Reproduce the data below, swapping every "that would be wonderful" for "that would be appreciated" and keeping everything else unchanged. Leave out the pictures.

[start of Entries shown]

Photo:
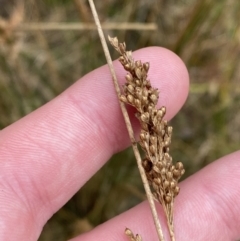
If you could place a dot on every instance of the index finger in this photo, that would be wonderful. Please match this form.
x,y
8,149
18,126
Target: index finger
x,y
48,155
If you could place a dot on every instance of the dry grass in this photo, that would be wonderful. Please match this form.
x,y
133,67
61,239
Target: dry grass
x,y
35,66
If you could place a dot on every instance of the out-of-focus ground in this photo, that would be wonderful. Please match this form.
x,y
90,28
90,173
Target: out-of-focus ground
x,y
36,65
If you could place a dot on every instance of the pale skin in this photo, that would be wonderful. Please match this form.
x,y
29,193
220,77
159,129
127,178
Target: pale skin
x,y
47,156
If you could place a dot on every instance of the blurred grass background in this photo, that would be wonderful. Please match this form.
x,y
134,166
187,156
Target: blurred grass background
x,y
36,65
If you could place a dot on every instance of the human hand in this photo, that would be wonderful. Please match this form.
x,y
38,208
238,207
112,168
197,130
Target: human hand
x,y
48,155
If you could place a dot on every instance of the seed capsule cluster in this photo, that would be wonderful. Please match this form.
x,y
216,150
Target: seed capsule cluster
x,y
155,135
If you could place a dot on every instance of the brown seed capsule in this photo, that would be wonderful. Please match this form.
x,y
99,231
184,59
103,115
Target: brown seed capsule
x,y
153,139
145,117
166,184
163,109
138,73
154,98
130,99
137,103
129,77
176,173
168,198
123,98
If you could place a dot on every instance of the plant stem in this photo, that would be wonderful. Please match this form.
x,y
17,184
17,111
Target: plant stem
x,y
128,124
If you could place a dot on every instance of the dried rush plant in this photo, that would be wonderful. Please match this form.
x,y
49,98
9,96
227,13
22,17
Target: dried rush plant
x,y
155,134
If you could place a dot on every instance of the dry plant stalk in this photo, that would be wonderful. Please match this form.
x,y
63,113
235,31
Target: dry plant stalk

[end of Entries shown]

**Solved exercise**
Photo:
If you could place a dot on every instance of the index finger in this photo, that would be appreciated. Please match this form.
x,y
8,149
18,126
Target: index finger
x,y
48,155
If you could place a dot on every instance of the dry grass in this photo, that would be appreciated. Please match this form.
x,y
133,67
61,239
Target: dry grass
x,y
35,66
If you could place a dot on every instance of the out-of-focus ground in this photo, that would be appreciated. Please match this form.
x,y
90,28
90,173
Target: out-of-focus ground
x,y
36,65
If you could place a dot on every instance of the pale skin in this photo, that would be appreciated. Please match this form.
x,y
29,193
220,77
159,129
127,178
Target: pale skin
x,y
47,156
If you could place a dot on every instance of the blurred grass background in this photo, that would be appreciated. Please match this form.
x,y
134,166
187,156
Target: blurred grass background
x,y
36,65
If you could place a dot on every instance of the human hand in this photo, that would be appreciated. Please match this form.
x,y
38,208
238,207
112,168
197,130
Target: human hand
x,y
48,155
If you could place a dot on every instance of the seed capsule cluster in this photo, that would be appreciated. Please match this form.
x,y
216,150
Target: seed capsule cluster
x,y
155,135
If you could place a dot on every instance of the brown seed capsule in this photo, that would be appreciated. Please match this form.
x,y
99,231
184,59
103,115
Target: brown seed capsule
x,y
153,139
145,117
166,184
163,109
138,73
154,98
130,99
137,103
129,77
176,173
168,198
123,98
If you could place a dot on every instance of the plant stem in this photo, that would be appreciated. Please match this form.
x,y
17,184
17,111
Target: plant stem
x,y
128,124
If you could place a dot on every instance of the dried rush plant in this photo, that would be appreciated. Please match this form.
x,y
49,98
9,96
227,13
22,17
Target: dried rush plant
x,y
155,134
If you could place a dot on every instance of the dry plant stalk in this photo, that would be appreciated. Please match this form.
x,y
63,113
235,31
Target: dry plant stalk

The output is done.